= Selected text =
++++

When a digital panel connected to the graphics card the Windows system log will show the error CRT invalid display type, the source is ati2mtag.  This occurs with Catalyst 7.7 and higher


Solution:
This error will not cause any issues to the system or performance.  If you do not want to see the error, the workaround is to install Catalyst 7.6.

ATI Engineering has been advised of this issue and is investigating. Any updates will be published when they become available.
"

Did y'all not read my ticket, or are y'all Liars, no performance problems,LOL

Other than the games freezing and rebooting is the only option!

If You ever fix this problem let me know something, I am currently looking for a new card, 

Thanks for the 4 month old $450+ shader model 2.0 peice os Shit!

Y'all should recall these peices of shit, x850 pe, to save what "little" respect y'all have left!

Nvidia owns ATI, probably forever, too!

Here's another pissed of customer, event viewer,

Event Type: Error
Event Source: ati2mtag
Event Category: CRT 
Event ID: 45062
Date: 8/13/2007
Time: 11:30:17 PM
User: N/A
Computer: 
Description:
CRT invalid display type
Data:
0000: 00 00 00 00 01 00 5a 00 ......Z.
0008: 2c 00 00 00 06 b0 00 c0 ,....°.À
0010: 00 00 00 00 00 00 00 00 ........
0018: 00 00 00 00 00 00 00 00 ........
0020: 00 00 00 00 00 00 00 00 ........

RECALL, and give me the a card that works, oh wait, Y'all dont have one!



my new support, ticket


----------



## jcreel63 (Sep 27, 2007)

Hey Dash, just wanted to let you know I rated ATI's responce post 737-29835, it's as follows.  "Correct the content, it does cause problems; and fix the error! I called this problem to your attn almost 3 mo's ago! It wasn't until I went to Tech PowerUp Form and linked it to my trouble report that you took me seriously. Why does it have to be 50,000 people having a problem before you look into it, 90% of people DO NOT REPORT problems because you don't listen when we do!  Quit focasing the software on the "new" cards. This is my 4th ATI card, the 2nd at $450 +, it will be the last if every time you update your software the only fix is to get a new card or use old software."  Just wanted to let you know if you would like to rate their responce, or make sure you link your ATI trouble ticket to this form for backup. Also I agree on the 2.0 shader model, the lowend 1550 Pro I got cheap $49.00 for an old computer has 3.0 and my $475 X850X PE is only 2.0. Sometimes you DON'T get what you paid for.


----------



## jcreel63 (Jan 22, 2008)

*CRT- Invalid display*

Still a problem in Version 8 of catalyst, it's now over ONE YEAR that this has gone one and no resolution! How long would you keep your employees if they could not correct a problem in over a year!


----------



## Widjaja (Jan 22, 2008)

nVidia give thier employees better salaries therefore are getting all programmers which didn't drop out?

AMD/ATi trying to make you fed up of waiting for a working driver and just buy one of thier latest cards?

I don't know but I'm pretty sure your'e not the only one with this issue.
I guess most people give up and go to console, or upgrade thier GPU.

I haven't tried out my card with the latest drivers yet.

If it's been this long I wouldn't hang on in there personally.
You can always buy an nVidia 7900GS AGP if you can afford it.
But still if you are loyal to AMD/ATi for some reason by all means get a X1950pro AGP for your system.

I think there is a 3850 out for AGP as well.


----------

++++

= Instructions for the task =
Retype the thread about the ATI display error from "When a digital" up to and including "the only option!".

++++

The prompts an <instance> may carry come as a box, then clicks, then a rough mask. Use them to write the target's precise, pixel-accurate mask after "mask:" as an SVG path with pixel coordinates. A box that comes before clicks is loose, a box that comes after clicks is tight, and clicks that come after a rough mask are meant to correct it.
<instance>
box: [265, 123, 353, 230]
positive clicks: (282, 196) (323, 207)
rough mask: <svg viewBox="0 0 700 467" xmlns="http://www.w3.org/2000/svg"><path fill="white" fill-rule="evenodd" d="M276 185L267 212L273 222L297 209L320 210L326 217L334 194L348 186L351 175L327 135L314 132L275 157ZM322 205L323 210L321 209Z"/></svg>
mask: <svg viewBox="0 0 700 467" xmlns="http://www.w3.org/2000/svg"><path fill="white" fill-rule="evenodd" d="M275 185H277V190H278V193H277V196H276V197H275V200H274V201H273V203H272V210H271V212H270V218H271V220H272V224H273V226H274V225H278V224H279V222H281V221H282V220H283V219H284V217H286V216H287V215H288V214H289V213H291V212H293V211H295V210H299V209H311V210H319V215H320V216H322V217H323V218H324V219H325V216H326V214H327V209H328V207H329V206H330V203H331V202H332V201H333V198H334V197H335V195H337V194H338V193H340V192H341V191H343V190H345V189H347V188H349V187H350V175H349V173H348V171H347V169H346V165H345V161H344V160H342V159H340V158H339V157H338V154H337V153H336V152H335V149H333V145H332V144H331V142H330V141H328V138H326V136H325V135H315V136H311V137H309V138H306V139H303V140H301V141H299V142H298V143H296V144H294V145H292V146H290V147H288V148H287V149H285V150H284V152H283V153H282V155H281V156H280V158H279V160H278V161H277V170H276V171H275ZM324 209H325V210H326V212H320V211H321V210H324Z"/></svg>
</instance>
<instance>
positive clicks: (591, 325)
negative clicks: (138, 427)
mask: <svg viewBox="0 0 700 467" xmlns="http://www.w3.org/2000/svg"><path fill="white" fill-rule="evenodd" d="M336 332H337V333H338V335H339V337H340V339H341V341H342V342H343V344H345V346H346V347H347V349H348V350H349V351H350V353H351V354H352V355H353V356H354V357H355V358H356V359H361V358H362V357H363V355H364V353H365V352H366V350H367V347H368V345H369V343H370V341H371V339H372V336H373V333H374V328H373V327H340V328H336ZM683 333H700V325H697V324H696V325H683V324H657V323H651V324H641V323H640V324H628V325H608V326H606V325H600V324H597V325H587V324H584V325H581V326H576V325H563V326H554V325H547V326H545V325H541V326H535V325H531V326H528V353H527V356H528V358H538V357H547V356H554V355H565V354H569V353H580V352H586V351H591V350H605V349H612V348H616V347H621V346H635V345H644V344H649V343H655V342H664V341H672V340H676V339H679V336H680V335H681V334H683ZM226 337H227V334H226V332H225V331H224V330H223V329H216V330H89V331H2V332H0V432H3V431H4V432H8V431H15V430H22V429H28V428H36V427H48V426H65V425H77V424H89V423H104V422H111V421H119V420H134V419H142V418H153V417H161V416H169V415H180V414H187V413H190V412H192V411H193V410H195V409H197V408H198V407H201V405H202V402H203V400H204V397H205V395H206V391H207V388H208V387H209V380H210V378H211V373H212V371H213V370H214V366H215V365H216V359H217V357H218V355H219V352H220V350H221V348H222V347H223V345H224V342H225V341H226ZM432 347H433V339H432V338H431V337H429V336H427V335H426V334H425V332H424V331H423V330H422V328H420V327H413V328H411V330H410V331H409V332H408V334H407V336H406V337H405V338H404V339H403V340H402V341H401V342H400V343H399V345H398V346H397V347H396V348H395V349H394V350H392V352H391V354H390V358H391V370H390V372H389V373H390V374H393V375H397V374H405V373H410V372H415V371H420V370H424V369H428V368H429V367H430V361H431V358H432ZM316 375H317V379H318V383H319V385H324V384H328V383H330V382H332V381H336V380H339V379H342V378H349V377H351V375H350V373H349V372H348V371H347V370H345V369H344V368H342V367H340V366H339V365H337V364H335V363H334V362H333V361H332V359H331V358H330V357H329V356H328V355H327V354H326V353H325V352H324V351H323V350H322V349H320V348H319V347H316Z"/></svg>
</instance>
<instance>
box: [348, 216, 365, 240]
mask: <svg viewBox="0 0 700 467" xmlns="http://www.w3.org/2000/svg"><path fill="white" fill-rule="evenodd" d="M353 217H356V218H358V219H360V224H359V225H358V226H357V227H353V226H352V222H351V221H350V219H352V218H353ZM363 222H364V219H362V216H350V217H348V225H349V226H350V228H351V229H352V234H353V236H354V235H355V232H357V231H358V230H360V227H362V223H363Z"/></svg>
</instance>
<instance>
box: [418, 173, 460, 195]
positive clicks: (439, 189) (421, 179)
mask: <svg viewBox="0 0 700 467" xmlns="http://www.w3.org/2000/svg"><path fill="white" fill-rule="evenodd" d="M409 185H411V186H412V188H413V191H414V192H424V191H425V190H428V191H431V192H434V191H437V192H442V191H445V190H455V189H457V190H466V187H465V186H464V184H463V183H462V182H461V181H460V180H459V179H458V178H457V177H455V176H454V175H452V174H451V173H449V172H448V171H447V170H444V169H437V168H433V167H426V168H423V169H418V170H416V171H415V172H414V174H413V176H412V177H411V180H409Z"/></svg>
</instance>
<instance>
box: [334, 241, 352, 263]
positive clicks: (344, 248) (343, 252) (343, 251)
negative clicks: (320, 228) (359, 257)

++++

= Final answer =
When a digital panel connected to the graphics card the Windows system log will show the error CRT invalid display type, the source is ati2mtag.  This occurs with Catalyst 7.7 and higher


Solution:
This error will not cause any issues to the system or performance.  If you do not want to see the error, the workaround is to install Catalyst 7.6.

ATI Engineering has been advised of this issue and is investigating. Any updates will be published when they become available.
"

Did y'all not read my ticket, or are y'all Liars, no performance problems,LOL

Other than the games freezing and rebooting is the only option!